** Texto extraído **
• • •

Comienzo por reconocer que, en los últimos seis años, la policía capitalina ha dado resultados sobresalientes. Ahí están los resultados. No sólo se ha logrado una reducción drástica de los homicidios y el repliegue de los grupos criminales que llegaron a apoderarse de numerosos barrios y sectores económicos de la ciudad. También se ha logrado que los capitalinos nos sintamos más seguros.
De acuerdo con la última medición del INEGI, más de la mitad de las alcaldías de la Ciudad de México –incluyendo la complicadísima Cuauhtémoc– tiene una percepción de inseguridad por debajo del promedio nacional, algo que hubiera parecido impensable en 2019, cuando Omar García Harfuch y Pablo Vázquez Camacho llegaron a la Secretaría de Seguridad Ciudadana de la CDMX.
Sin embargo, ahora que la criminalidad está –relativamente– bajo control, resurge la que ha sido históricamente la piedra en el zapato de las autoridades capitalinas: la conflictividad.

• • •

** Datos de entrada **
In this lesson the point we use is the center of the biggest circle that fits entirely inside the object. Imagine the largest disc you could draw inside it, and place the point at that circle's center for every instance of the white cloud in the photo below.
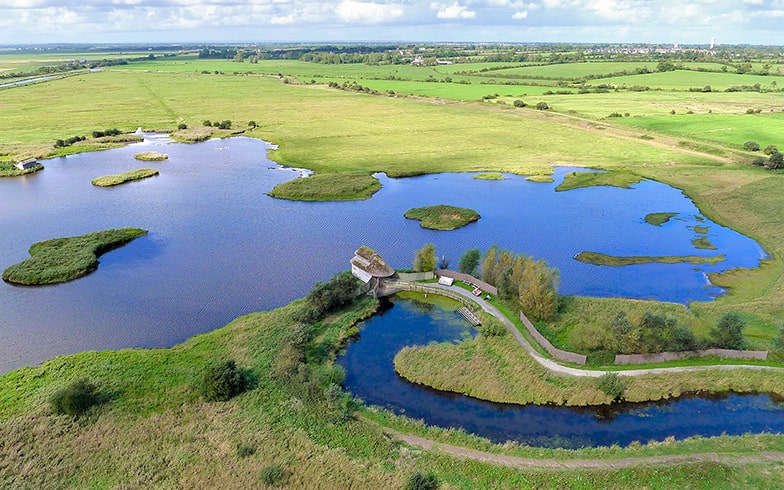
(454, 11)
(351, 12)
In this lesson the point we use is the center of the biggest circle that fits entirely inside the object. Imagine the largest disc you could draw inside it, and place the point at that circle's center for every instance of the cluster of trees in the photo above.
(775, 160)
(106, 132)
(225, 124)
(531, 283)
(69, 141)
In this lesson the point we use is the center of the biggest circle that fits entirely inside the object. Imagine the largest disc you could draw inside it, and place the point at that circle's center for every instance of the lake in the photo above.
(370, 375)
(219, 247)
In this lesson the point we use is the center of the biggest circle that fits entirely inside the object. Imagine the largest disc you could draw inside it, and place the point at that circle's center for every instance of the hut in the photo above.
(26, 163)
(368, 266)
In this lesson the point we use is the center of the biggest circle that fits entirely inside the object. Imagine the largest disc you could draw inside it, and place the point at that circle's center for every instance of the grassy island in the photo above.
(328, 187)
(577, 180)
(112, 180)
(658, 219)
(151, 156)
(596, 258)
(544, 179)
(65, 259)
(8, 169)
(490, 176)
(442, 217)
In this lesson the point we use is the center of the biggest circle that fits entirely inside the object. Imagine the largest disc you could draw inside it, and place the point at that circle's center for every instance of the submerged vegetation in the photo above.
(113, 180)
(65, 259)
(328, 187)
(577, 180)
(658, 219)
(442, 216)
(151, 156)
(597, 258)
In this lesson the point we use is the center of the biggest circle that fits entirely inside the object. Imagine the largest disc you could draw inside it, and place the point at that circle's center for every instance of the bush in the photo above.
(222, 381)
(418, 481)
(76, 398)
(751, 146)
(612, 385)
(245, 450)
(273, 476)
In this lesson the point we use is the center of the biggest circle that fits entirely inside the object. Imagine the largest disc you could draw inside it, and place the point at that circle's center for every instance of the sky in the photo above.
(582, 21)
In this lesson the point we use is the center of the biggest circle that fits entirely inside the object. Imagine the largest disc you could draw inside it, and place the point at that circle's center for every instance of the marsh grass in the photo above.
(577, 180)
(65, 259)
(658, 219)
(151, 156)
(597, 258)
(113, 180)
(442, 216)
(328, 187)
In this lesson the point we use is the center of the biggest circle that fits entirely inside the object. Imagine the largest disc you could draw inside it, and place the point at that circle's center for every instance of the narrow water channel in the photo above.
(370, 375)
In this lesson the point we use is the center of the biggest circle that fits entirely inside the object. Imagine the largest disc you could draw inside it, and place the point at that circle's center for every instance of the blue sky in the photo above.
(611, 21)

• • •

** Descripción de la tarea **
Enumera los logros que el primer párrafo del texto sobre la seguridad en la Ciudad de México atribuye a la policía capitalina en los últimos seis años. No hace falta consultar los registros para resolver esto.

** Resultado del ejercicio **
- Una reducción drástica de los homicidios.
- El repliegue de los grupos criminales que llegaron a apoderarse de numerosos barrios y sectores económicos de la ciudad.
- Que los capitalinos se sientan más seguros.